**DOCUMENT SECTION:**
··········
Strength: The paper presents a nice idea that is innovative and has potential value in the field. The authors have clearly invested significant time and energy into the experimental aspects of the work, which is evident from the detailed experiments.

Weakness: A primary weakness of the paper is that wavelets, as used in the proposed method, are not inherently interpretable features. This raises concerns about the overall interpretability of the method, as the use of wavelets may undermine the transparency of the approach. Additionally, the presentation of the algorithm could be improved. Specifically, when the authors mention "directly evaluate ∂fc(W−1(z))/∂z” it is unclear how this is achieved. Providing more clarity on the exact steps of this evaluation would significantly improve the paper's presentation and make the methodology more accessible to readers.

其他意见或建议

The title suggests a unifying perspective, but it is unclear what exactly is being unified. At first glance, it resembles the SHAP paper, which unifies different explanation methods for various attribution techniques. Clarifying what is being unified—whether it's explanation methods, domains, or something else—would provide better clarity for the reader.

作者回复

2025-04-01

We first would like to thank reviewer UvKx for the reviews on our work and underlining the potential of our idea, regarded as innovative. We would like to address the comments raised by the reviewer on our work. These comments will be taken into account in our work and will help us improve the quality and the clarity of our work.

Interpretability of wavelet coefficients

The reviewer challenged our assertion that wavelet coefficients are interpretable coefficients and stated that we did not provide enough justification. We kindly refer the reviewer to section 2.2, page 3, where we explain why wavelets are interpretable features for feature attribution. We add the wavelet transform of a signal provides a more interpretable representation of this signal than raw pixels or Fourier transforms by capturing spatial and frequency information. Fourier transforms only encode frequency content whereas wavelets preserve localization, making them particularly effective for analyzing structured data like audio and images. In audio, for instance, wavelets isolate transient components corresponding to phonemes, yielding a more intuitive representation of meaningful patterns. Wavelets extract high-level features that better convey the overall structure of a signal, making them a more interpretable alternative to the original data representation. For images, wavelet coefficients can be intuitively understood by viewing them as capturing details at different scales, like how our vision works when we look at an image from different distances. Wavelet coefficients align with the definition of interpretability by Kim et al. (2016, [1]), as the decomposition into different scales enables users to predict how the method will emphasize on specific features (e.g. edges or gridded patterns on images). We would like to thank the reviewer for pointing this out and will further enrich section 2.2. with the provided expanation.
··········
**DATASET EXCERPTS:**
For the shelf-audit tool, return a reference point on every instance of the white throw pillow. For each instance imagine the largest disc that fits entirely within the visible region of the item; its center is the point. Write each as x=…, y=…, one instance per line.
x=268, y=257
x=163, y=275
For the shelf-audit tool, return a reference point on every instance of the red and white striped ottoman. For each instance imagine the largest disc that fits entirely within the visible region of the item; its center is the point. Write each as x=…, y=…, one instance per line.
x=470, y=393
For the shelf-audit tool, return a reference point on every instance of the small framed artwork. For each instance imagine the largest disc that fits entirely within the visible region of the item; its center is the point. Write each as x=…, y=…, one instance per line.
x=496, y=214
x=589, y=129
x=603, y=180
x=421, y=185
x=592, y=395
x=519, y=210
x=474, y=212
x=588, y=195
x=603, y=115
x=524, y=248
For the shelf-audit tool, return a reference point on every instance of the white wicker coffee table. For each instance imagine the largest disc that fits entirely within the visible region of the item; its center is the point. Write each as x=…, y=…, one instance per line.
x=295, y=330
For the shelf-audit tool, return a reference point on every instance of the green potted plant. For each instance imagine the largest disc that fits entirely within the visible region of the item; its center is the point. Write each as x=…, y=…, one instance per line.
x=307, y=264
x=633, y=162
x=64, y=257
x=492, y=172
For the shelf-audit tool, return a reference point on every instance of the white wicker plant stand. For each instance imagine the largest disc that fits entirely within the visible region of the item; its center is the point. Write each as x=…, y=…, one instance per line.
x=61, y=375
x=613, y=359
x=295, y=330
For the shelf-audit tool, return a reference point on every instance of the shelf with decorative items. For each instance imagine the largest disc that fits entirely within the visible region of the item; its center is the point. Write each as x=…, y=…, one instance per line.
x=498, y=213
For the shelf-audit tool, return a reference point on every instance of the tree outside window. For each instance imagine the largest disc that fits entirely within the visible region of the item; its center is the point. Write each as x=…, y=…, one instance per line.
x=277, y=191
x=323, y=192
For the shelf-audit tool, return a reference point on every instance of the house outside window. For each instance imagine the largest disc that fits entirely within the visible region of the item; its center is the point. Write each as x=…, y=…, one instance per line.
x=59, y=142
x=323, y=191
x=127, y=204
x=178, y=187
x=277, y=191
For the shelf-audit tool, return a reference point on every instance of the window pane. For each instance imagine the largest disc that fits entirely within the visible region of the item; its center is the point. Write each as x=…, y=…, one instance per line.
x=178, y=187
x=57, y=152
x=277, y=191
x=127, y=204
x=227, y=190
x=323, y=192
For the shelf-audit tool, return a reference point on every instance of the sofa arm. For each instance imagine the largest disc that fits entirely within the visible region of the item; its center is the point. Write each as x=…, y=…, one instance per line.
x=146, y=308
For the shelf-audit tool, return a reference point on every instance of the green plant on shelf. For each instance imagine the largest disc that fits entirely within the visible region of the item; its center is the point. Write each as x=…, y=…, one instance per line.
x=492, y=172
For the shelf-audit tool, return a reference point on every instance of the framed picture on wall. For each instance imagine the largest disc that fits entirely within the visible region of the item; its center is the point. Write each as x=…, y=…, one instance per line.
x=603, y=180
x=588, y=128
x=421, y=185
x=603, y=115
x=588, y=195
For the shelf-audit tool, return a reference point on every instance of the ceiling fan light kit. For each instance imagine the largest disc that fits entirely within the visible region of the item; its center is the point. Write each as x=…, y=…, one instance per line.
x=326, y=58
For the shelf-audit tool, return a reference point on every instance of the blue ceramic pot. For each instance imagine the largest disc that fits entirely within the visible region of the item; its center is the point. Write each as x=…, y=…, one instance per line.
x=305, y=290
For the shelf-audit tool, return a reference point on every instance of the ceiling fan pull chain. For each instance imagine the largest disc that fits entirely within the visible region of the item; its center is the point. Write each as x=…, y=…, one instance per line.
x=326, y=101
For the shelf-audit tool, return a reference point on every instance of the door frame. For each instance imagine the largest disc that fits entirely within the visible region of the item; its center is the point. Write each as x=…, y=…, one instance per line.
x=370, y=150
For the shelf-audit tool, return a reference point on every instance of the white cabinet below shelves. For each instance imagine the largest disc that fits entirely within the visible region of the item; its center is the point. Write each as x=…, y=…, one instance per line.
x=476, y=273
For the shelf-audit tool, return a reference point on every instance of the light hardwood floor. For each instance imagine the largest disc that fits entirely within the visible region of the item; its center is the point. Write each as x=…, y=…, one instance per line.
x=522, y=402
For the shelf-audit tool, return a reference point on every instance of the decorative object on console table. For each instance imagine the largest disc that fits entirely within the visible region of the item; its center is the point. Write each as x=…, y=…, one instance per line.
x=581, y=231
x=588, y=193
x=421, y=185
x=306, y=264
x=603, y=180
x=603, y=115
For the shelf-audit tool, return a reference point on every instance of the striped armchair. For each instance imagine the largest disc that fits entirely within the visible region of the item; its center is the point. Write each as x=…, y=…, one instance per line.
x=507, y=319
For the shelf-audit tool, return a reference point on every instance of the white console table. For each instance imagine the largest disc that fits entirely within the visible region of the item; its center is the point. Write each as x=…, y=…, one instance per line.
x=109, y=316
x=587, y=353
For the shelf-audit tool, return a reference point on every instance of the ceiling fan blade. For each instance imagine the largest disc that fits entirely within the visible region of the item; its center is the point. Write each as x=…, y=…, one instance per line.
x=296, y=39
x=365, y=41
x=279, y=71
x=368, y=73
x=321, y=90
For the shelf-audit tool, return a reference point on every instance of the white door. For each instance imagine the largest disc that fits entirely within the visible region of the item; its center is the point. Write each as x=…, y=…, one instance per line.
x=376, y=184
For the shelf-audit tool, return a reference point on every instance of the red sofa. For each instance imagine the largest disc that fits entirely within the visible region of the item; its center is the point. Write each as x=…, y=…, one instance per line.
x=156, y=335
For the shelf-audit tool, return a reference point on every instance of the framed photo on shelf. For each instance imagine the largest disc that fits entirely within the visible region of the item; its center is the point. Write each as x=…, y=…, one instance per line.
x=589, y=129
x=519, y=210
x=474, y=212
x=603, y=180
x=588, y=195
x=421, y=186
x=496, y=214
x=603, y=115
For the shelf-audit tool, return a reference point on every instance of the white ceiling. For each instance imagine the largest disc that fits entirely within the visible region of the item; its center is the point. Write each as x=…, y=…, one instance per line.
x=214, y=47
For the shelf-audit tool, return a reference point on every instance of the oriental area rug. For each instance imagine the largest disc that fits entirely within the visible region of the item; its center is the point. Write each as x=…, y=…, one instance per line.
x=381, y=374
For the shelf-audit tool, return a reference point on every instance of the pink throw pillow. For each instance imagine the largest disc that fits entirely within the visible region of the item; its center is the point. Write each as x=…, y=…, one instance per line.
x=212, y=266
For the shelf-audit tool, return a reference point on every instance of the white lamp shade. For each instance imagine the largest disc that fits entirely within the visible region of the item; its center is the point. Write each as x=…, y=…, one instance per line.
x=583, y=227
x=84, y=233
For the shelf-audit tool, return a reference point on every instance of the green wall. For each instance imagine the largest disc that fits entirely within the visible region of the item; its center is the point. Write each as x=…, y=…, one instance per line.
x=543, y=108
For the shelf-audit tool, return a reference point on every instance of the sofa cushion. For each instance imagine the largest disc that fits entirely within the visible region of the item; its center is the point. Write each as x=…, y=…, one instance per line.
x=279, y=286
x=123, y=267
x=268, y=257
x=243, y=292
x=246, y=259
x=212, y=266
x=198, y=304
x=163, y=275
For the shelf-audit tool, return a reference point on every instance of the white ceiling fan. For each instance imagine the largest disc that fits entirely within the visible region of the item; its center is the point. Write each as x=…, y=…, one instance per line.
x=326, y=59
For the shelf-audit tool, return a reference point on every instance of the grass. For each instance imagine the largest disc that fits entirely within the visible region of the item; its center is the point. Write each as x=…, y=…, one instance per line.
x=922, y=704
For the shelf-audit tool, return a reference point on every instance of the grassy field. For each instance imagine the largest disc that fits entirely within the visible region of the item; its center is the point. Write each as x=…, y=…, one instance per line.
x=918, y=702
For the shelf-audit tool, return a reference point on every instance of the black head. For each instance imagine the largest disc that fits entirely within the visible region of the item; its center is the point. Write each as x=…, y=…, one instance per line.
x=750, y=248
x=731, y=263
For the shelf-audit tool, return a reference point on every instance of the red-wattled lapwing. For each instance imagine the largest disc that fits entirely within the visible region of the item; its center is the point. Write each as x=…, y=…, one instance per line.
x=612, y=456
··········
**AIM:** Condense the review and the authors' reply above into three sentences.

**THE RESULT:** A reviewer calls the paper's idea innovative and its experiments detailed, but objects that wavelets are not inherently interpretable features, that it is unclear how the authors directly evaluate the stated derivative, and that the title does not make clear what is being unified. In response, the authors thank the reviewer and refer to section 2.2, arguing that wavelet coefficients are more interpretable than raw pixels or Fourier transforms because they capture both spatial and frequency information. They add that wavelet coefficients align with the definition of interpretability by Kim et al. (2016) and say they will further enrich section 2.2 with this explanation.